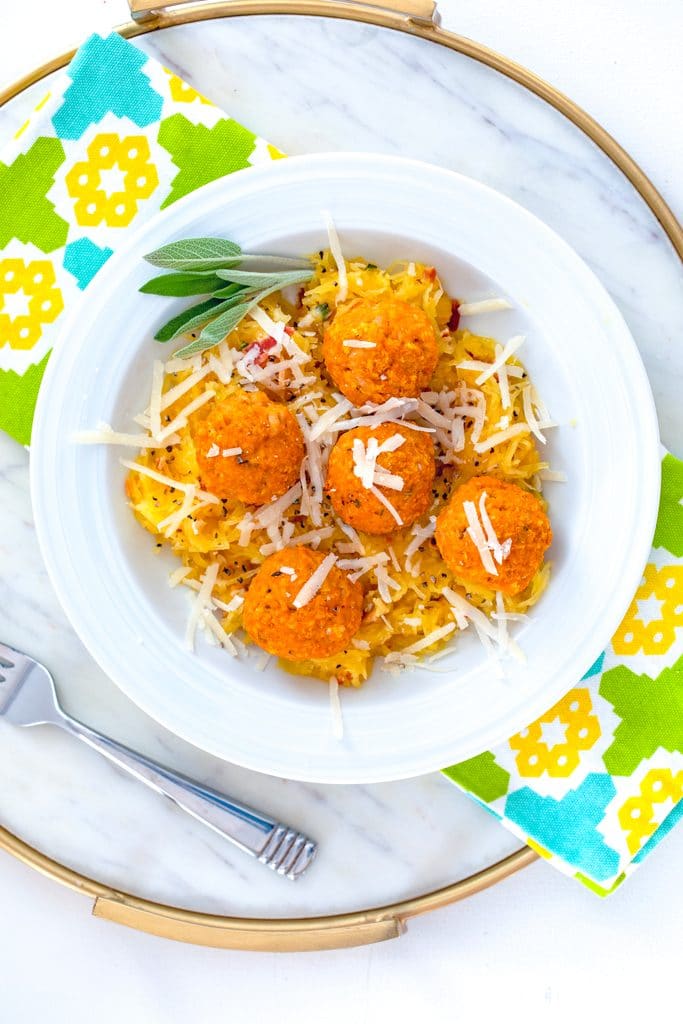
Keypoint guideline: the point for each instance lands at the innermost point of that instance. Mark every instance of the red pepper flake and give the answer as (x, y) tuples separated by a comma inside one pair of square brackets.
[(262, 347)]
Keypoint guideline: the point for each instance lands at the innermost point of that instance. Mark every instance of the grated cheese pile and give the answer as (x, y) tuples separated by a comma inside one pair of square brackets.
[(481, 412)]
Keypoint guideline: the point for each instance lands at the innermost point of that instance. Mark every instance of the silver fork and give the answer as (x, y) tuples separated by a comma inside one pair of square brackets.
[(28, 697)]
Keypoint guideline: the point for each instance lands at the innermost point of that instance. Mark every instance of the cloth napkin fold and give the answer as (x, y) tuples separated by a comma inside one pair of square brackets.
[(596, 781)]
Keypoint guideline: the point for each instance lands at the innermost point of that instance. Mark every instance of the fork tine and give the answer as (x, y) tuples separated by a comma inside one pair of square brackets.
[(8, 656)]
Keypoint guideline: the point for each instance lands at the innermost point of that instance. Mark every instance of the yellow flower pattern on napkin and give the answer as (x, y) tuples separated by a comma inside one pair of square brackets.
[(109, 185), (553, 743), (654, 613), (29, 299)]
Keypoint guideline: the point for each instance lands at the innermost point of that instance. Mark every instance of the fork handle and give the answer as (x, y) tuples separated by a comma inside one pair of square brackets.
[(281, 848)]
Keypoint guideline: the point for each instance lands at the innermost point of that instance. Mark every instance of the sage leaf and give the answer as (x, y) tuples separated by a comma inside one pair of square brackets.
[(226, 292), (284, 262), (219, 328), (182, 284), (282, 279), (191, 317), (195, 254)]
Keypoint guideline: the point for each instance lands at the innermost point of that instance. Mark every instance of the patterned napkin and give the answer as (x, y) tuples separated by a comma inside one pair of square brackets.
[(595, 782), (117, 139)]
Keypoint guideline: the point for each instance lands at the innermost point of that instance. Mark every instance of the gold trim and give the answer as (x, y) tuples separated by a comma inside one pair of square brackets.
[(387, 922), (267, 935), (421, 10)]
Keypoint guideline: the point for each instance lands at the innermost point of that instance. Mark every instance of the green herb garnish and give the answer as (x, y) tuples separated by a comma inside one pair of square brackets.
[(208, 266)]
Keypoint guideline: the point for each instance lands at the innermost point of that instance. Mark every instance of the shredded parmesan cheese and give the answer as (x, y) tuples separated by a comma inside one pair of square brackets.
[(168, 480), (482, 306), (478, 539), (155, 397), (338, 256), (502, 436), (358, 343), (178, 576), (200, 604), (180, 419), (335, 707), (500, 551), (314, 582)]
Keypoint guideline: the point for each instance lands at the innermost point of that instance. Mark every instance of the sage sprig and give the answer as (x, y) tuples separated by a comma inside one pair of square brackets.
[(208, 266)]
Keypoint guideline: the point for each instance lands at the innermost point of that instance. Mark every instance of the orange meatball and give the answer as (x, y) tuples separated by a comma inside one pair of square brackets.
[(271, 449), (515, 515), (413, 461), (401, 359), (323, 627)]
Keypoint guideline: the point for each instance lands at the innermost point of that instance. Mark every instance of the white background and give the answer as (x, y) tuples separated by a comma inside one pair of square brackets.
[(537, 947)]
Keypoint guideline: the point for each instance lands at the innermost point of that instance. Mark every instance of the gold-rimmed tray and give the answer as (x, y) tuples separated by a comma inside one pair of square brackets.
[(384, 922)]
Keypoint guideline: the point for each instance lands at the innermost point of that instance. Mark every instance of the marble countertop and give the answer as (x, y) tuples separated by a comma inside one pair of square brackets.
[(529, 939)]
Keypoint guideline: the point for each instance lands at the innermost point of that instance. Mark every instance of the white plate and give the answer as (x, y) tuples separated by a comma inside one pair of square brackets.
[(113, 582)]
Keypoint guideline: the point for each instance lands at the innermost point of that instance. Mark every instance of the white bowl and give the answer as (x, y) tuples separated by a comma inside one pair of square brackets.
[(113, 582)]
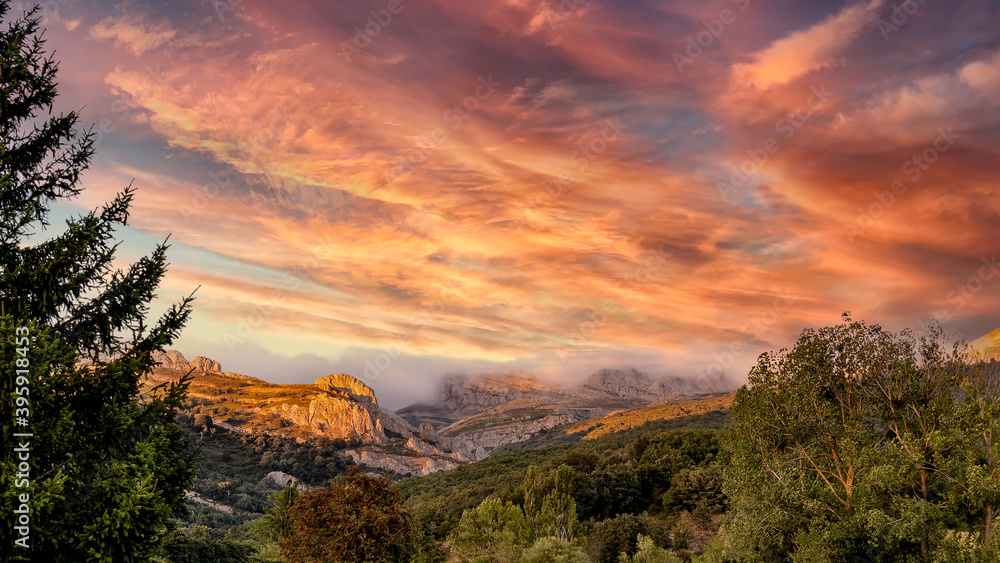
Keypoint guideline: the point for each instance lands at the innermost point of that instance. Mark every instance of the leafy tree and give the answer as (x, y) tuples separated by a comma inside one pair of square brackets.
[(195, 545), (647, 552), (844, 448), (551, 549), (610, 538), (557, 517), (357, 518), (494, 530), (697, 487), (277, 521), (107, 468)]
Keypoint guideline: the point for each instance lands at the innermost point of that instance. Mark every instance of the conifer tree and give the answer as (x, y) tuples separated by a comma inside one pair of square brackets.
[(100, 468)]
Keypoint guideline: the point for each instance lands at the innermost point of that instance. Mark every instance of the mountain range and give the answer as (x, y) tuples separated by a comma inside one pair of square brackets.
[(472, 416)]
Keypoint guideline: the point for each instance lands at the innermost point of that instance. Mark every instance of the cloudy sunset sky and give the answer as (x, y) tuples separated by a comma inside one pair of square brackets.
[(407, 188)]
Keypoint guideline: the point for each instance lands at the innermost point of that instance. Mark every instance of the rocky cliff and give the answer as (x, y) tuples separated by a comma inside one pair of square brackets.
[(172, 359), (474, 416), (988, 345), (489, 411)]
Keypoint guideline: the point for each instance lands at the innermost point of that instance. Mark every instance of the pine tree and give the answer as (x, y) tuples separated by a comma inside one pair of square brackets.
[(106, 468)]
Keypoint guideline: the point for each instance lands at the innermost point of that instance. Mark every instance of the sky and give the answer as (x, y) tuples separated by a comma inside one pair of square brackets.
[(400, 189)]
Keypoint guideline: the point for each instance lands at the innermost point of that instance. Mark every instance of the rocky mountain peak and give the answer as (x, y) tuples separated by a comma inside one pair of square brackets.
[(342, 383), (172, 359), (988, 345), (628, 383), (462, 393)]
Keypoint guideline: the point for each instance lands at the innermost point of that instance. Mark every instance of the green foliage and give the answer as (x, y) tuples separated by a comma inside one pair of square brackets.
[(860, 443), (278, 520), (697, 487), (196, 545), (609, 539), (357, 518), (108, 469), (551, 549), (557, 517), (647, 552)]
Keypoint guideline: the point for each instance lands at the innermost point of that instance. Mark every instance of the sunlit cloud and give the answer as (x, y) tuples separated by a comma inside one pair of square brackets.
[(488, 186)]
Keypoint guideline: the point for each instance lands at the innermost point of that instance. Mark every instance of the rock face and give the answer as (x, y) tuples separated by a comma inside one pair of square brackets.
[(172, 359), (988, 345), (345, 385), (629, 384), (345, 408), (490, 411), (513, 422), (461, 393)]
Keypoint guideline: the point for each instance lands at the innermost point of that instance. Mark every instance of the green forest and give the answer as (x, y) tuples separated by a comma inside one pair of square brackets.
[(856, 444)]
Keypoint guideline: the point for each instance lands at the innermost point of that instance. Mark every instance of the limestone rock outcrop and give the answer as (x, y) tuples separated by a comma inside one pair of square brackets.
[(172, 359), (344, 408)]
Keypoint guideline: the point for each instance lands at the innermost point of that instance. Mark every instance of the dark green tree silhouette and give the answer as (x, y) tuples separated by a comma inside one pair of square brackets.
[(357, 518), (107, 464)]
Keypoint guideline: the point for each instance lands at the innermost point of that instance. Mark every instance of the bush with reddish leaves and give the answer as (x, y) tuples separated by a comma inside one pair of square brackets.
[(357, 518)]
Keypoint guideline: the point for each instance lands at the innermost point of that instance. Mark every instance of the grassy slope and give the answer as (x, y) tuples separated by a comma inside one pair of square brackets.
[(634, 418)]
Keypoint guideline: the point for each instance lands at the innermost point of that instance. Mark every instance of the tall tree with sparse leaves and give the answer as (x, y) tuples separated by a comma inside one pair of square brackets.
[(106, 468)]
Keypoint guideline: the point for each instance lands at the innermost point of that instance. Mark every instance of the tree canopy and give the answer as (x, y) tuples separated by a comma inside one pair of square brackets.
[(863, 443), (106, 466)]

■ **About this exercise**
None of the pictures belongs in the answer, but all the entries must be repeated exactly.

■ **Exercise response**
Keypoint guideline: the point for each instance lands at the innermost point of that instance. Mark every instance of the red pepper flake and give the answer as (x, y) tuples separated by a comma inside one pair of square brackets.
[(262, 347)]
Keypoint guideline: the point for each instance lands at the innermost point of that instance. Mark every instance of the grated cheese pile and give the answer as (x, y) tuples separated by a comma inside one pair of square brackets.
[(481, 412)]
Keypoint guideline: the point for each instance lands at the innermost point of that instance. Mark every instance of the silver fork and give the answer as (x, y) tuples separated by a comma inside one pair of square brackets.
[(28, 697)]
Keypoint guideline: the point for each instance lands at the innermost point of that instance. Mark every instance of the cloth napkin fold and give the answer as (x, y) tuples separated by a comma inside one pair of square brackets.
[(596, 781)]
Keypoint guideline: the point for each instance lands at the innermost point of that instance. Mark every instance of the fork tine and give the answer as (x, y) tuples separated by a comma inside one pair of square brackets.
[(8, 656)]
Keypoint guideline: the point for each instance lands at the innermost point of that instance. Mark every instance of the yellow flower pattern on napkin and give the answer as (x, y) tuples separated by a comma inside one pair of square brackets.
[(109, 185), (553, 743), (654, 613), (29, 299)]
Keypoint guideline: the point for each instance lands at the innermost point of that instance. Mark every instance of the fork handle and give the answer as (x, y) tuples separated by a comma inside one pair of square brackets.
[(281, 848)]
Keypoint guideline: the point for each instance lands at the innermost point of that instance. Mark every instance of the sage leaf and give the answer as (x, y) tuples separated by a comma inside one pair of square brackets.
[(226, 292), (284, 262), (219, 328), (182, 284), (282, 279), (191, 317), (195, 254)]
Keypoint guideline: the point for each instance lands at the innermost point of that instance. Mark every instance of the patterned napkin and give the answer as (x, y) tuples separated by a comma inside one pair of square brackets.
[(595, 782), (117, 139)]
Keypoint guideline: the point for each instance lands at the innermost point of that instance. Mark every instance of the gold trim and give the answer as (x, y) tuples separated by a comma inside one pair of square brackets.
[(387, 922), (267, 935), (421, 10)]
Keypoint guideline: the point for each instance lands at the innermost point of that instance. Mark every instance of the green herb garnish and give the answer as (x, y) tuples separated by a comma inside one pair of square brackets.
[(208, 266)]
Keypoint guideline: the point for each instance lands at the innermost point of that instance. Mark every instance of the shredded parmesan cheese and give the answer as (x, y) tuples separated by a comma inside one pair of square brackets.
[(168, 480), (482, 306), (478, 539), (155, 397), (338, 256), (502, 436), (358, 343), (178, 576), (200, 604), (180, 419), (335, 707), (500, 551), (314, 582)]
Keypoint guideline: the point for each instance lands at the innermost point of that instance. Mark every instance of the sage sprig and give the answer as (x, y) tuples separated by a comma inside one pair of square brackets.
[(208, 266)]
Keypoint guideline: the point for each instance lands at the innermost point of that instance. Mark every instance of the orange meatball and give the answer as (x, y) tuples separated by a comma inside one pair of square brackets.
[(271, 449), (515, 515), (413, 461), (401, 359), (323, 627)]
Keypoint guideline: the point for each instance lands at the innermost point of that instance. Mark every instance of the white background and give the answer as (x, y) tuples separated by a comma inside one pair of square brackets.
[(537, 947)]
Keypoint guideline: the point for each instance lands at the innermost point of that instance. Mark every instance of the gold-rimmed tray and give the answer as (x, y) tuples separated by a comma inside one pair of square brackets.
[(384, 922)]
Keypoint guideline: the point for each instance lands at the innermost point of that instance. Mark every instance of the marble countertop and give the answer as (x, y) tuples separated by a comma inside one pair of square brackets.
[(529, 939)]
Keypoint guideline: the point for each instance lands at the innermost point of that instance. Mark every instance of the white plate and give the answer as (x, y) tuples separated by a comma inside one pair of square brackets.
[(113, 582)]
Keypoint guideline: the point for each instance lands at the innermost point of that instance. Mark every instance of the white bowl and give the answer as (x, y) tuples separated by a comma inside one pair of square brackets.
[(113, 582)]
Keypoint guideline: the point for each instance lands at the innermost point of that instance. Mark every instance of the leafy tree and give the answer as (x, y) tuples separated by a comma inside one pair of square brackets.
[(195, 545), (647, 552), (844, 448), (551, 549), (610, 538), (557, 517), (357, 518), (494, 530), (697, 487), (277, 521), (107, 468)]
Keypoint guideline: the point for each instance lands at the innermost point of that instance. Mark every instance of the conifer tree and give the answer as (x, y) tuples separated by a comma inside one pair of square brackets.
[(100, 468)]
Keypoint guideline: the point for each instance lands at the innermost point of that instance. Mark every instance of the mountain range and give the answer as (x, y) tuples separated by a comma inside one pair of square brackets.
[(472, 416)]
Keypoint guideline: the point for each instance lands at the innermost point of that instance. Mark every instance of the cloudy sunset sky and give the answer as (x, y) tuples separated by a comma inside one pair of square brackets.
[(407, 188)]
Keypoint guideline: the point for each instance lands at the innermost point of that instance. Mark every instance of the rocky cliff and give the answer as (x, y) tuples separated by a comma inside one pair of square brackets.
[(172, 359), (474, 416), (988, 345), (489, 411)]
Keypoint guideline: the point for each instance lands at the innermost point of that instance. Mark every instance of the pine tree and give the answer as (x, y) tuples separated by a comma inside one pair of square brackets.
[(106, 468)]
Keypoint guideline: the point for each instance lands at the innermost point of that instance. Mark every instance of the sky and give the answer as (x, y) tuples separated by a comma inside one pair of square brackets.
[(400, 189)]
Keypoint guideline: the point for each instance lands at the innermost point of that instance. Mark every instance of the rocky mountain peak and give the answer as (x, y) tuples separated by a comma inside one pair of square brackets.
[(342, 383), (172, 359), (988, 345), (628, 383), (462, 393)]
Keypoint guideline: the point for each instance lands at the innermost point of that instance. Mark every instance of the green foliage and give the answer as (x, y) tuples separated by a comma inside one pair of square brackets.
[(860, 443), (278, 520), (697, 487), (196, 545), (609, 539), (357, 518), (108, 469), (551, 549), (557, 517), (647, 552)]
Keypoint guideline: the point for each instance lands at the innermost point of that instance. Mark every instance of the sunlit cloud and give the answer as (x, y) tuples separated by a comma inside one pair of square brackets.
[(488, 186)]
Keypoint guideline: the point for each instance lands at the innermost point of that instance. Mark every instance of the rock face and give the answer as (x, y) tuples separated by a comma inside one pair of square brackets.
[(172, 359), (988, 345), (345, 385), (629, 384), (345, 408), (490, 411), (513, 422), (461, 393)]
Keypoint guideline: the point for each instance lands at the innermost point of that instance. Mark every instance of the green forest and give the answer as (x, y) tuples separated by a comma inside one pair of square brackets.
[(856, 444)]
Keypoint guideline: the point for each instance lands at the innermost point of that instance. Mark every instance of the limestone rock outcrop and give the answer as (x, y) tuples separated by a comma inside one pair of square brackets.
[(172, 359), (344, 408)]
Keypoint guideline: the point for each instance lands at the innermost point of that instance. Mark every instance of the dark green tree silhouette and give the answer as (x, y) tuples separated by a comma inside one pair of square brackets.
[(357, 518), (107, 464)]
Keypoint guideline: the point for each instance lands at the innermost point of that instance. Mark every instance of the bush with reddish leaves and give the answer as (x, y) tuples separated by a comma inside one pair of square brackets.
[(357, 518)]
Keypoint guideline: the point for each instance lands at the innermost point of that instance. Mark every instance of the grassy slope and give the answer as (x, y) tuples separated by a comma inside one pair of square brackets.
[(634, 418)]
Keypoint guideline: the point for each instance lands at the innermost point of that instance. Mark every instance of the tall tree with sparse leaves and give the answer as (x, y) tuples separated by a comma inside one pair of square brackets.
[(106, 468)]
Keypoint guideline: the point for each instance lands at the innermost point of that instance. Mark every instance of the tree canopy and give the answer as (x, y) tuples separated by a comma inside one pair of square brackets.
[(863, 443), (106, 466)]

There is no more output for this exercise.